Exercise instructions -> Where the line containing "Thanks for the photo. Could you please mark the car shadow" appears in the records below, begin there and output each line verbatim through the last line.

========

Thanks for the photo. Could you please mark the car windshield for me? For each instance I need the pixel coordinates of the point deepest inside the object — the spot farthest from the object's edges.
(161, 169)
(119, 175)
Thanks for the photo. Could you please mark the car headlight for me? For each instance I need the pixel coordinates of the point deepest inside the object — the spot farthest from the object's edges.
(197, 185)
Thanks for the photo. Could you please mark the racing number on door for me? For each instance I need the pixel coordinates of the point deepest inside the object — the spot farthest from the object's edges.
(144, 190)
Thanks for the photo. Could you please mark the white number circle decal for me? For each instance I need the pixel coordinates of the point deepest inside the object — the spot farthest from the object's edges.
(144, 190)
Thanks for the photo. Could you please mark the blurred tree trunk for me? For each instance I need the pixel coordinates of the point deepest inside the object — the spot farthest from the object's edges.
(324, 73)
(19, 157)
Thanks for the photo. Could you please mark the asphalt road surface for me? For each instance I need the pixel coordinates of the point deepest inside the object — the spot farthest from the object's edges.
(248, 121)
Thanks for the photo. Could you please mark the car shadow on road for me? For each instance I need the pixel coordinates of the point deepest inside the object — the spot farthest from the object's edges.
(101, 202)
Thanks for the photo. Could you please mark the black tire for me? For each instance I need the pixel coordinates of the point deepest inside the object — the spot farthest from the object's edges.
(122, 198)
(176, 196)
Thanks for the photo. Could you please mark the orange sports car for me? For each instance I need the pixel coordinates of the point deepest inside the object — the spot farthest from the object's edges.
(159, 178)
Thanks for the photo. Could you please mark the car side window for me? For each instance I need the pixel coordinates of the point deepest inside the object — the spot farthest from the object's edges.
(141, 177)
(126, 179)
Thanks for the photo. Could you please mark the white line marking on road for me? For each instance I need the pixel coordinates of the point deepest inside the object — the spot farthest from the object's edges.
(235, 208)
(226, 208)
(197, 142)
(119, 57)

========

Answer space ->
Thanks for the photo. Could you please mark the car shadow on road for me? For each instance I need the pixel coordinates of the point deepest inside the object — the spot farthest from the object's edges.
(101, 202)
Thanks for the photo. Could you please mark the black tire for me? For each instance I need the pixel coordinates of the point deepest inside the object — the spot farthest from the object's edges.
(122, 198)
(176, 196)
Thanks for the photo. Could you please mark the orange sports car for me? For each instance I need the pixel coordinates of the point deepest inside the object — the spot farthest from the object's edges.
(159, 178)
Thanks for the photo. Could you please mark the car side window for me? For each instance I need the pixel coordinates of the point deepest inside the object — the spot farthest from the object's edges.
(141, 177)
(126, 179)
Thanks for the photo. Could you please mark the white line marking on road for me? For each instance I need the pixel coordinates of the point deepest inside the object — the spot farthest from the object's edges.
(235, 208)
(226, 208)
(197, 142)
(119, 57)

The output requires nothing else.